» What you should do:
Copy the lines below verbatim, beginning with the line that includes "Camera-trap review: tag the frosting" and continuing to the end; leave out everything before it.

-- START --

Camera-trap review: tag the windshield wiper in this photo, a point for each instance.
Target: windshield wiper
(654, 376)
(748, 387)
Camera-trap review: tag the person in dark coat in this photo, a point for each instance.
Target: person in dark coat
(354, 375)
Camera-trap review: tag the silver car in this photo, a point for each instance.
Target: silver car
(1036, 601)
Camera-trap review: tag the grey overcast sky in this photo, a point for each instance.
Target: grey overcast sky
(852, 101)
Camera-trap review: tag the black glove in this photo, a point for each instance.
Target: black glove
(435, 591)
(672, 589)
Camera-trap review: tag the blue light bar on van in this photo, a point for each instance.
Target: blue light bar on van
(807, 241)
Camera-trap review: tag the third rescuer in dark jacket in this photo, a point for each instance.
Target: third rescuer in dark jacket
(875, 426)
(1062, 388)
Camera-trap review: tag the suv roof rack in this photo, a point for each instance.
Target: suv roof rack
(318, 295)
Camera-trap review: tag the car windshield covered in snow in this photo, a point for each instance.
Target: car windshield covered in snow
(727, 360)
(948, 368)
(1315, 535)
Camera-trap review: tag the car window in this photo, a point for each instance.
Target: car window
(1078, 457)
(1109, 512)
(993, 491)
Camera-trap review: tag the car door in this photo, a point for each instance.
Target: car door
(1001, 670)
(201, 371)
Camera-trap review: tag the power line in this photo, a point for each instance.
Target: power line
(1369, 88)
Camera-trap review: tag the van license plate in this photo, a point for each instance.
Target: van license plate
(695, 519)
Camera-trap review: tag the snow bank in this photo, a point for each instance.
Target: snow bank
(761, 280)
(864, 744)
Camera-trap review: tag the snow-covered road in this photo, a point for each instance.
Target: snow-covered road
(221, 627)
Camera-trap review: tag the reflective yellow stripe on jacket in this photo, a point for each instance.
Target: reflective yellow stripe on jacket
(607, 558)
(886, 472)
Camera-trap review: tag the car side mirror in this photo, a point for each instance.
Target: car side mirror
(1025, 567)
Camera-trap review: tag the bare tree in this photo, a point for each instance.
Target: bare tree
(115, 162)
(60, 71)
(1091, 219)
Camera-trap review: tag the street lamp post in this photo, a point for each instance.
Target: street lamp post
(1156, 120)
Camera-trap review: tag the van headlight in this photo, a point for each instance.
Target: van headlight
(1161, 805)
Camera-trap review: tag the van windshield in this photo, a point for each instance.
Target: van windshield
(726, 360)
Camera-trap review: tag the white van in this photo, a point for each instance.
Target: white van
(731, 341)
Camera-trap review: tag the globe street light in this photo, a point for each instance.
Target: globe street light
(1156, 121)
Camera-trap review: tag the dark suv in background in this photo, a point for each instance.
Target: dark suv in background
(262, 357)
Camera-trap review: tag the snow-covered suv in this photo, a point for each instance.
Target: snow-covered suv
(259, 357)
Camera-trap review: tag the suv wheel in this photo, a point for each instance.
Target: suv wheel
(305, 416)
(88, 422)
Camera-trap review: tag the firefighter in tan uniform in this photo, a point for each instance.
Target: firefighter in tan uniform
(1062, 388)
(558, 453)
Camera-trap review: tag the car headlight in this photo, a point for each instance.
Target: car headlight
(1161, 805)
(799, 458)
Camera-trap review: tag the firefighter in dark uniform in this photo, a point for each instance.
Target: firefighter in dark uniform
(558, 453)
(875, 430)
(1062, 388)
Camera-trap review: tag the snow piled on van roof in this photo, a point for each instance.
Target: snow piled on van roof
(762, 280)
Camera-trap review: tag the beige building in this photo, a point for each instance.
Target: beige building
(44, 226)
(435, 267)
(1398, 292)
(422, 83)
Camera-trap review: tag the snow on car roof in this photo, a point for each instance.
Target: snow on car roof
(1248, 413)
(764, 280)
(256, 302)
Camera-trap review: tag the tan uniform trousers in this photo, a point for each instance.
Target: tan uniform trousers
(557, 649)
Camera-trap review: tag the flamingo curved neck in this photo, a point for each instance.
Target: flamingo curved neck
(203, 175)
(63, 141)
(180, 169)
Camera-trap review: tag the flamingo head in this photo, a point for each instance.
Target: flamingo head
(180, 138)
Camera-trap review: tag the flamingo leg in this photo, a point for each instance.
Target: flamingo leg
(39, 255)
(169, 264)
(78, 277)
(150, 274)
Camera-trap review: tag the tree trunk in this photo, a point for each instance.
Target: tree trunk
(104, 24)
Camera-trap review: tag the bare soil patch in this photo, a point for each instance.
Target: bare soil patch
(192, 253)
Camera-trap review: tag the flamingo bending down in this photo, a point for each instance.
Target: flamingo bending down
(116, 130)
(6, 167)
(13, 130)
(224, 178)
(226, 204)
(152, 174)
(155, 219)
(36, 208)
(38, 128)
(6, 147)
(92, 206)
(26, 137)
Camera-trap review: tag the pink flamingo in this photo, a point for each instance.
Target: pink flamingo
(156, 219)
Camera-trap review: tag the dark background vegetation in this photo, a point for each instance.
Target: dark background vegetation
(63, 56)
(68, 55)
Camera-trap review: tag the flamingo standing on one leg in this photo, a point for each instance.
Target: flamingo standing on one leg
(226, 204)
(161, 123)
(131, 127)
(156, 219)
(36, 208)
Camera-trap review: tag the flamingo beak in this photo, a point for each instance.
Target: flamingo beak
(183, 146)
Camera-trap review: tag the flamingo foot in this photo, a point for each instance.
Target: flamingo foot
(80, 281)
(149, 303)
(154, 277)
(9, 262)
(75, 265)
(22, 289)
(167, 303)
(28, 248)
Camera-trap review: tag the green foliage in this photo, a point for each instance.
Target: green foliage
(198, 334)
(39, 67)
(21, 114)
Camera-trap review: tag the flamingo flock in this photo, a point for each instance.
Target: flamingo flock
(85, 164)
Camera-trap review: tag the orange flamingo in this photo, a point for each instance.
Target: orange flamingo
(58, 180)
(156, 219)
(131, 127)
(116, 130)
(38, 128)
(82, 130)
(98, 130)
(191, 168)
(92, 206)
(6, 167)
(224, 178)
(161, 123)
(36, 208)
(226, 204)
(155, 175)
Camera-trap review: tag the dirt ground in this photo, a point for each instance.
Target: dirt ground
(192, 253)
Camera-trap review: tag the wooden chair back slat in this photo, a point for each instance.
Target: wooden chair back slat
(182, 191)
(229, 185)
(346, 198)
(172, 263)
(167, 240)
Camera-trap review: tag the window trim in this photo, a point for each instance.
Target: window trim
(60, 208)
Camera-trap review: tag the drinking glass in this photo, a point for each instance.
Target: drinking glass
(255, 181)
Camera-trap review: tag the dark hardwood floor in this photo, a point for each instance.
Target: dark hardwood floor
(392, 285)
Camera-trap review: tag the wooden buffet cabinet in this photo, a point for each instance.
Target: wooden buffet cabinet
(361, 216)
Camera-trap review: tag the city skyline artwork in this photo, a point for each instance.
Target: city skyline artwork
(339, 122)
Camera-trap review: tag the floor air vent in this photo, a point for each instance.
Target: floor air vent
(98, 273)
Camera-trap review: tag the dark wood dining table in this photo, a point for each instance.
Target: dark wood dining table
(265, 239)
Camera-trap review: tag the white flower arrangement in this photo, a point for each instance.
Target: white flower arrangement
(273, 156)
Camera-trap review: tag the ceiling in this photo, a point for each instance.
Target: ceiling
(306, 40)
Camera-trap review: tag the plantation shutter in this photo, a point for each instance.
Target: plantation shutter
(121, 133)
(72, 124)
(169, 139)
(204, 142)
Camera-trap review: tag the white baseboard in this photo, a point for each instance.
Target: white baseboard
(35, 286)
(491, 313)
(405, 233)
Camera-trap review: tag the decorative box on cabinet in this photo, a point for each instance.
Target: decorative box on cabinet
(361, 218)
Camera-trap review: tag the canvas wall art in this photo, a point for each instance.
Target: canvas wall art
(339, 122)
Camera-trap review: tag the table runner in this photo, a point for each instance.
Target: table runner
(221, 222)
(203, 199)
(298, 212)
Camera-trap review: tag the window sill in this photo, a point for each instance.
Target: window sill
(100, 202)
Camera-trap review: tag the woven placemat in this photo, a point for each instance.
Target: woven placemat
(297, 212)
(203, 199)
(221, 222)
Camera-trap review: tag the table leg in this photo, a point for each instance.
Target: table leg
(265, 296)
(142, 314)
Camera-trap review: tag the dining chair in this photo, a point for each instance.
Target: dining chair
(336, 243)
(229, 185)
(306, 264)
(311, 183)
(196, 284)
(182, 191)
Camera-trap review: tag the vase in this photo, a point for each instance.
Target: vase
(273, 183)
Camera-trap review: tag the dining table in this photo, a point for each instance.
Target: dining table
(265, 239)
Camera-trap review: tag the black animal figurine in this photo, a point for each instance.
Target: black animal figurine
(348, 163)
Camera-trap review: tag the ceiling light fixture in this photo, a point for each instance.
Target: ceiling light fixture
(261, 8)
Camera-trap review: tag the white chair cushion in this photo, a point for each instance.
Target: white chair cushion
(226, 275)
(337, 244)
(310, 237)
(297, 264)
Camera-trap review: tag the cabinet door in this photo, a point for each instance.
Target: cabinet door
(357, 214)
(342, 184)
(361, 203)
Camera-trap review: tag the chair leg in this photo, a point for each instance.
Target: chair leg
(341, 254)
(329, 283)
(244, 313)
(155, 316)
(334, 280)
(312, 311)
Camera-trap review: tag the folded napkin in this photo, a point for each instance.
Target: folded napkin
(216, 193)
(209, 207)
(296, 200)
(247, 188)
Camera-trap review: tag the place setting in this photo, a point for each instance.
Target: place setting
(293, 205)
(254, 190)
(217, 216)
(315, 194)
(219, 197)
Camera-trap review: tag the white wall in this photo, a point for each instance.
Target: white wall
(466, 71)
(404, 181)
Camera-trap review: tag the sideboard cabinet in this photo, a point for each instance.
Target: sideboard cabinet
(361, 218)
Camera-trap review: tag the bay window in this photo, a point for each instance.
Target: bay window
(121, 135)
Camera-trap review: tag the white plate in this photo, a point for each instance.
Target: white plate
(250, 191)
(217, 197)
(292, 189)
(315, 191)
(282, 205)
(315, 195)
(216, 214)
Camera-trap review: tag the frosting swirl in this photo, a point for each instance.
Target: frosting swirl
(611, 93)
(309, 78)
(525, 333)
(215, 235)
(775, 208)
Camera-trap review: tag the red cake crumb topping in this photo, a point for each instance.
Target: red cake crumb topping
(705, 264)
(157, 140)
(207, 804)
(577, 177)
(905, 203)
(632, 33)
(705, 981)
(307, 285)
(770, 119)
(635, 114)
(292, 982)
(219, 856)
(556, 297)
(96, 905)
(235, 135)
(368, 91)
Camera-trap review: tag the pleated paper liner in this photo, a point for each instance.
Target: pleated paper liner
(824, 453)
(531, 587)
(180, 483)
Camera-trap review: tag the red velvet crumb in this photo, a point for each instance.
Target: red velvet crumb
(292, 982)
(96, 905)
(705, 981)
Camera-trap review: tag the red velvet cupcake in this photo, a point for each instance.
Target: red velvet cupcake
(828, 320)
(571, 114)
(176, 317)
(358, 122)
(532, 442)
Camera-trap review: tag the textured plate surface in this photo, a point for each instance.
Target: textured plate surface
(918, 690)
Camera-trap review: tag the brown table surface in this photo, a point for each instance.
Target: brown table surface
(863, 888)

-- END --

» Correct output:
Camera-trap review: tag the frosting swirl in this photo, a point for each instance.
Target: frosting swirl
(611, 93)
(309, 78)
(525, 333)
(215, 235)
(775, 208)
Camera-trap review: tag the red cake crumb topping in this photo, a point for each instance.
Target: red cake crumb topping
(705, 264)
(157, 140)
(207, 804)
(577, 177)
(905, 203)
(632, 33)
(705, 981)
(307, 285)
(770, 119)
(635, 114)
(292, 982)
(219, 856)
(556, 297)
(96, 905)
(235, 135)
(368, 91)
Camera-trap review: tag the pleated paper liner in this photo, a point for each instance.
Target: pleated paper liner
(824, 453)
(531, 587)
(180, 483)
Camera-trap review: tag the red velvet crumb in this photo, a point for each instance.
Target: red velvet crumb
(292, 982)
(96, 905)
(705, 981)
Camera-trap review: tag the red velvet cupcake in this photo, a point for each instance.
Target: red velvet cupcake
(828, 320)
(571, 114)
(176, 317)
(358, 122)
(532, 442)
Camera-trap review: tag the textured plate surface in this photo, a point for each instance.
Target: textured plate surface
(918, 690)
Camera-trap review: tag the brown table surface in this photo, a point for each instance.
Target: brown table surface
(863, 888)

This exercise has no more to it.